Deployment-Efficient Reinforcement Learning via Model-Based Offline Optimization

This codebase implements a deployment-efficient algorithm, BREMEN, proposed in Deployment-Efficient Reinforcement Learning via Model-Based Offline Optimization.

We modified ME-TRPO repository for deployment-efficient or offline settings.

Dependencies

We recommend you to use Docker.

You can use Python 3.6. You must download MuJoCo 1.31 from https://www.roboti.us/, and then install package dependencies.

pip install -r requirements.txt

(Option) Collect data with another codebase

You must use Behavior Regularized Offline Reinforcement Learning codebase for data collection. Follow their instruction and collect 1M transitions with each noise strategies (pure, eps1, eps3, gaussian1, gaussian3). If you are interested in deployment-efficient settings, it is enough to collect transitions with pure strategy. After the data collection, put data.data-00000-of-00001 and data.index to the ./data/<Agent name>/pure/

e.g. ./data/Ant/pure/data.data-00000-of-00001, ./data/Ant/pure/data.index

Note: This procedure is needed for offline experiments. If you just run deployment-efficient experiments, you can skip. However, this must be done if you want to save video of your policy (because of the normalization of state and action).

(Option) Visualize deployment-efficient RL results

This repository contains pre-trained policies of BREMEN in deployment-efficient settings with batch size 200k (Top row in Figure 2). Save video for the visualization of the results using the following command:

e.g.

▶ [Information provided]
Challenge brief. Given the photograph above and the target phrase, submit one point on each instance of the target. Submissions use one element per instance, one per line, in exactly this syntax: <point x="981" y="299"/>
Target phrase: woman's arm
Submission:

▶ [Task list]
A) Repeat the BREMEN README from "This codebase implements" up to and including "to use Docker.".
B) Answer these questions from the BREMEN README.
(i) Which version of MuJoCo must be downloaded?
(ii) Which noise strategy is enough for deployment-efficient settings?
(iii) What batch size do the included pre-trained policies use?
The data has no part in this work.

▶ [Final results]
A)
This codebase implements a deployment-efficient algorithm, BREMEN, proposed in Deployment-Efficient Reinforcement Learning via Model-Based Offline Optimization.

We modified ME-TRPO repository for deployment-efficient or offline settings.

Dependencies

We recommend you to use Docker.

B)
(i) MuJoCo 1.31
(ii) The pure strategy
(iii) 200k